## What is required
Write each line out exactly, leaving none out.

◇ ◇ ◇ ◇ ◇

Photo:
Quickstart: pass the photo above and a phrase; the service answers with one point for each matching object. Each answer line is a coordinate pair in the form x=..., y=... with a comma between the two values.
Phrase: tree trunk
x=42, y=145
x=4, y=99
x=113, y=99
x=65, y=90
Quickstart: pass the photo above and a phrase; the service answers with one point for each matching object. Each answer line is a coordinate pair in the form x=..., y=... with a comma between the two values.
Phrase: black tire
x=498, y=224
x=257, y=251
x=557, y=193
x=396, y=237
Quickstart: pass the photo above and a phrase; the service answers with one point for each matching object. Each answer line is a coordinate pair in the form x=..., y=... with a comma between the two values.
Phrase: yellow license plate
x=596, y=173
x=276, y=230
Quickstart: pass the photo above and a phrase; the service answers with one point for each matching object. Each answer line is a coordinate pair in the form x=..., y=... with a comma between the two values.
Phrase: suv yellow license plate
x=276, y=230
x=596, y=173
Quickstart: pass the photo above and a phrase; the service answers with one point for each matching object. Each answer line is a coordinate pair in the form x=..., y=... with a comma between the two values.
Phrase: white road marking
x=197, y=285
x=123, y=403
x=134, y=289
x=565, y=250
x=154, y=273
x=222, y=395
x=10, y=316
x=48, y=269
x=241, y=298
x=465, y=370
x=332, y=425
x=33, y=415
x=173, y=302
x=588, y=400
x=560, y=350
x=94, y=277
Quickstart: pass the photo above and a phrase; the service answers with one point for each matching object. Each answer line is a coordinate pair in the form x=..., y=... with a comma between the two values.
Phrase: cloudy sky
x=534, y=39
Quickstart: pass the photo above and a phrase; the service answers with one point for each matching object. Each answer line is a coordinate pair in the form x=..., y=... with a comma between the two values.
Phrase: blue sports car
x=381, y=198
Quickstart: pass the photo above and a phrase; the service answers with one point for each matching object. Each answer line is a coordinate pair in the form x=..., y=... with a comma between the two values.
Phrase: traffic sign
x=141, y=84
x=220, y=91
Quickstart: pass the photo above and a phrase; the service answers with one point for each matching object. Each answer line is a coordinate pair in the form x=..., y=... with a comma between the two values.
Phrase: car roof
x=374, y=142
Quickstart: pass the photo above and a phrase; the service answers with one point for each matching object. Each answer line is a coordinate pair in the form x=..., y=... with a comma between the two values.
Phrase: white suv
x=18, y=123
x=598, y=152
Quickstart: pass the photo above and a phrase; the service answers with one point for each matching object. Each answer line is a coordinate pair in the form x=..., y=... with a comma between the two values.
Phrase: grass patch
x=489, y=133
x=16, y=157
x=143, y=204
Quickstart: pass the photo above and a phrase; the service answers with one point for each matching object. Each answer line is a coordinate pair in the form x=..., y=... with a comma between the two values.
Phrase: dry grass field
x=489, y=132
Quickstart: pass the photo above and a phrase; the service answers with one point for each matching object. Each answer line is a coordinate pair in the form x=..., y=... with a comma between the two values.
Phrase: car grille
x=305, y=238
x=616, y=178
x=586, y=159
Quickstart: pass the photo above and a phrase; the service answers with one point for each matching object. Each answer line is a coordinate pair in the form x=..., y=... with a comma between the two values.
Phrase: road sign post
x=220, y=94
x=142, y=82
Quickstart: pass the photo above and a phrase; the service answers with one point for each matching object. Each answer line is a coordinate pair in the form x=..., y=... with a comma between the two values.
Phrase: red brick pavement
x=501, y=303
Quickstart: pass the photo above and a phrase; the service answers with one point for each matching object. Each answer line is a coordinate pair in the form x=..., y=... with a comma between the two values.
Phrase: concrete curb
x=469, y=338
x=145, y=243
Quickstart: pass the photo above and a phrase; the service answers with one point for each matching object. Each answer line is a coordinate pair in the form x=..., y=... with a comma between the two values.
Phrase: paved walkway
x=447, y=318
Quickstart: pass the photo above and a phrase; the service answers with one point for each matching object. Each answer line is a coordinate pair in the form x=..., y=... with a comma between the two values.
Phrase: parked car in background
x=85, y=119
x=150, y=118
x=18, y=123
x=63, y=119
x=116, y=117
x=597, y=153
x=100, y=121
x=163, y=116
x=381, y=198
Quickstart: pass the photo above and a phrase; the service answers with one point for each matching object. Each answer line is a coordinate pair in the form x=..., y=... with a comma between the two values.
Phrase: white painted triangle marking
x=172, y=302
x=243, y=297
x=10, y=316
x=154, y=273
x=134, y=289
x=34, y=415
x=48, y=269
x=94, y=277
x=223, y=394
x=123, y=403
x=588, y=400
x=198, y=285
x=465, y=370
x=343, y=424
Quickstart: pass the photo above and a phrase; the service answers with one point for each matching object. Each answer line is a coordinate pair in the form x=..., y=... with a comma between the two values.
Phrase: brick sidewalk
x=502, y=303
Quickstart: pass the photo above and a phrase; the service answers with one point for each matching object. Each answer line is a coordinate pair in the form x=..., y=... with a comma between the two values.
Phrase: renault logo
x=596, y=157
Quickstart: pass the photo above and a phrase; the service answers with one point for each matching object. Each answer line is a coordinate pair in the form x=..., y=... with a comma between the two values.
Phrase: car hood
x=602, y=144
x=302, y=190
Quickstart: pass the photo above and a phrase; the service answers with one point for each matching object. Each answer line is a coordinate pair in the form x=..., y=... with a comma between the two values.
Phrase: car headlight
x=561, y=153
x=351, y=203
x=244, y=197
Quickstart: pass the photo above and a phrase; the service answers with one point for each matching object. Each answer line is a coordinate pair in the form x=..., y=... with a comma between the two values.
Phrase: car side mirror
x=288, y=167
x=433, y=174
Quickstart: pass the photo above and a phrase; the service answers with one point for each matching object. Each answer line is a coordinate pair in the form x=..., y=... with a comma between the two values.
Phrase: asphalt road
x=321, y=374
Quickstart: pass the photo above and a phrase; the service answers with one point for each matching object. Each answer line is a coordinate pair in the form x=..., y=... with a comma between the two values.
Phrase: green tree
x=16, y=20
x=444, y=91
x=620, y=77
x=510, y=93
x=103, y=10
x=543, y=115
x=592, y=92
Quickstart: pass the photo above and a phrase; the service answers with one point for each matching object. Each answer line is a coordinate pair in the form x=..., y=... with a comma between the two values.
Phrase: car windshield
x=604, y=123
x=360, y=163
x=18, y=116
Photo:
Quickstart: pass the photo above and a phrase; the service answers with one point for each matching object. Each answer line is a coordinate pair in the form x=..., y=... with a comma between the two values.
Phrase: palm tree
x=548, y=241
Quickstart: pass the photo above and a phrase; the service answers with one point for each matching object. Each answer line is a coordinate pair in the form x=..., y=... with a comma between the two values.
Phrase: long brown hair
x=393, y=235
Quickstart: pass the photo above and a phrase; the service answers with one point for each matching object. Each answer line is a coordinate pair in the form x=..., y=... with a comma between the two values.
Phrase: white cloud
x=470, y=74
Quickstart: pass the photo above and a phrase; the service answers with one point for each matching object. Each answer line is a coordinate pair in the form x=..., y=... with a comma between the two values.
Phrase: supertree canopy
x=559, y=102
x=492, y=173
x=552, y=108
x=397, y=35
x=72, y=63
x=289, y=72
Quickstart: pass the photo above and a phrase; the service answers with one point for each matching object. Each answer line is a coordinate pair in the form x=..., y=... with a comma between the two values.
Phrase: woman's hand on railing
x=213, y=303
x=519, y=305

◇ ◇ ◇ ◇ ◇

## Response
Photo:
Quickstart: pass the photo above and a phrase; the service answers with one point for each matching object. Each answer line is a coordinate pair in the form x=..., y=... with a comma between the two values.
Phrase: tree trunk
x=42, y=145
x=4, y=99
x=113, y=99
x=65, y=90
Quickstart: pass the photo above and a phrase; the service answers with one point for each matching object. Each answer line is a coordinate pair in the form x=..., y=... with a comma between the two values.
Phrase: black tire
x=498, y=224
x=257, y=251
x=557, y=193
x=396, y=237
Quickstart: pass the photo above and a phrase; the service answers with one point for each matching object. Each answer line is a coordinate pair in the form x=..., y=... with a comma between the two values.
Phrase: yellow license plate
x=596, y=173
x=276, y=230
Quickstart: pass the photo above and a phrase; the service answers with one point for each matching object. Each answer line is a coordinate pair in the form x=..., y=... with a comma between the two values.
Phrase: suv yellow license plate
x=276, y=230
x=596, y=173
Quickstart: pass the photo above and a phrase; the service answers with one point for each matching object. Each answer line is a coordinate pair in the form x=..., y=... with a comma between the two values.
Phrase: white road marking
x=197, y=285
x=123, y=403
x=134, y=289
x=565, y=250
x=154, y=273
x=222, y=395
x=10, y=316
x=48, y=269
x=241, y=298
x=465, y=370
x=332, y=425
x=33, y=415
x=173, y=302
x=588, y=400
x=560, y=350
x=94, y=277
Quickstart: pass the photo above and a phrase; the service answers with one point for each matching object. Each answer line is a coordinate pair in the form x=..., y=... with a comma between the two values.
Phrase: cloudy sky
x=534, y=39
Quickstart: pass the photo above and a phrase; the service answers with one point for each matching object. Each answer line is a coordinate pair in the form x=..., y=... with a comma between the two values.
Phrase: blue sports car
x=381, y=198
Quickstart: pass the photo above and a phrase; the service answers with one point for each matching object. Each answer line is a coordinate pair in the form x=..., y=... with a comma between the two values.
Phrase: traffic sign
x=141, y=84
x=220, y=91
Quickstart: pass the photo above and a phrase; the service answers with one point for each matching object. Each answer line is a coordinate pair in the form x=..., y=... with a comma between the two values.
Phrase: car roof
x=374, y=142
Quickstart: pass the photo above and a phrase; the service answers with one point for each matching object. Each answer line is a coordinate pair in the form x=..., y=... with a comma between the two values.
Phrase: white suv
x=18, y=123
x=598, y=152
Quickstart: pass the photo above and a phrase; the service answers with one point for each matching object. Each answer line is a coordinate pair in the form x=..., y=... with a comma between the two values.
Phrase: grass patch
x=489, y=133
x=16, y=157
x=143, y=204
Quickstart: pass the photo above and a phrase; the service answers with one point for each matching object. Each answer line is a coordinate pair in the form x=..., y=... with a comma between the two values.
Phrase: dry grass field
x=489, y=132
Quickstart: pass the photo above and a phrase; the service answers with one point for each matching object. Each answer line is a coordinate pair in the form x=..., y=... with a comma between the two values.
Phrase: car grille
x=305, y=238
x=616, y=178
x=586, y=159
Quickstart: pass the photo above and a phrase; the service answers with one point for each matching object. Each answer line is a coordinate pair in the form x=..., y=... with a comma between the two values.
Phrase: road sign post
x=220, y=94
x=142, y=82
Quickstart: pass the photo above and a phrase; the service answers with one point for each matching object. Each answer line is a coordinate pair in the form x=..., y=... with a comma between the two values.
Phrase: red brick pavement
x=501, y=303
Quickstart: pass the photo above and a phrase; the service answers with one point for each matching object. Each answer line is a coordinate pair in the form x=..., y=... with a comma between the two values.
Phrase: concrete curb
x=469, y=338
x=145, y=243
Quickstart: pass the photo above and a phrase; the service answers with one point for each matching object. Each answer line is a coordinate pair in the form x=..., y=... with a comma between the two values.
Phrase: paved walkway
x=447, y=318
Quickstart: pass the photo above and a phrase; the service answers with one point for each matching object. Each answer line is a coordinate pair in the form x=..., y=... with a comma between the two values.
Phrase: parked car in background
x=85, y=119
x=150, y=118
x=18, y=123
x=63, y=119
x=116, y=117
x=597, y=153
x=100, y=121
x=163, y=116
x=381, y=198
Quickstart: pass the photo above and a phrase; the service answers with one point for each matching object. Each answer line is a coordinate pair in the form x=..., y=... with a comma between the two values.
Phrase: white painted triangle marking
x=172, y=302
x=243, y=297
x=10, y=316
x=154, y=273
x=134, y=289
x=34, y=415
x=48, y=269
x=94, y=277
x=223, y=394
x=123, y=403
x=588, y=400
x=198, y=285
x=465, y=370
x=343, y=424
Quickstart: pass the photo above and a phrase; the service answers with one point for each matching object. Each answer line is a coordinate pair in the form x=..., y=... with a comma between the two values.
Phrase: brick sidewalk
x=502, y=303
Quickstart: pass the photo above and a phrase; the service answers with one point for each matching object. Each answer line is a coordinate pair in the form x=..., y=... with a comma between the two values.
Phrase: renault logo
x=596, y=157
Quickstart: pass the photo above and a phrase; the service answers with one point for each matching object. Each answer line is a coordinate pair in the form x=..., y=... with a comma between the two values.
Phrase: car hood
x=602, y=144
x=302, y=190
Quickstart: pass the photo above and a phrase; the service answers with one point for each matching object. Each answer line is a coordinate pair in the form x=..., y=... with a comma between the two values.
Phrase: car headlight
x=561, y=153
x=351, y=203
x=244, y=197
Quickstart: pass the photo above and a phrase; the service answers with one point for each matching object. Each answer line is a coordinate pair in the form x=..., y=... with a comma between the two values.
Phrase: car side mirror
x=288, y=167
x=433, y=174
Quickstart: pass the photo above and a phrase; the service answers with one point for each matching object. Each answer line is a coordinate pair in the form x=..., y=... with a comma between the two values.
Phrase: asphalt road
x=321, y=374
Quickstart: pass the photo above and a phrase; the service answers with one point for each matching object. Each answer line is a coordinate pair in the form x=..., y=... with a comma between the two values.
Phrase: green tree
x=16, y=20
x=444, y=91
x=620, y=77
x=510, y=93
x=103, y=10
x=543, y=115
x=592, y=92
Quickstart: pass the photo above and a phrase; the service answers with one point for each matching object. Each answer line is a coordinate pair in the form x=..., y=... with a comma between the two values.
Phrase: car windshield
x=604, y=123
x=360, y=163
x=18, y=116
Photo:
Quickstart: pass the photo above and a phrase; the service answers with one point for each matching object. Each answer line is a coordinate pair in the form x=..., y=... with a comma between the two values.
Phrase: palm tree
x=548, y=241
Quickstart: pass the photo above and a phrase; the service answers with one point for each matching object. Each answer line is a coordinate pair in the form x=..., y=... with a comma between the two values.
Phrase: long brown hair
x=393, y=235
Quickstart: pass the photo above and a phrase; the service answers with one point for each matching object. Each answer line is a coordinate pair in the form x=..., y=... with a comma between the two values.
Phrase: white cloud
x=470, y=74
Quickstart: pass the photo above and a phrase; the service answers with one point for each matching object. Each answer line is a coordinate pair in the form x=..., y=... with a comma between the two values.
Phrase: supertree canopy
x=559, y=102
x=492, y=173
x=552, y=108
x=397, y=35
x=72, y=63
x=289, y=72
Quickstart: pass the photo above and a phrase; the service answers with one point for each matching object. Each answer line is a coordinate pair in the form x=..., y=... with a comma between the two values.
Phrase: woman's hand on railing
x=213, y=303
x=519, y=305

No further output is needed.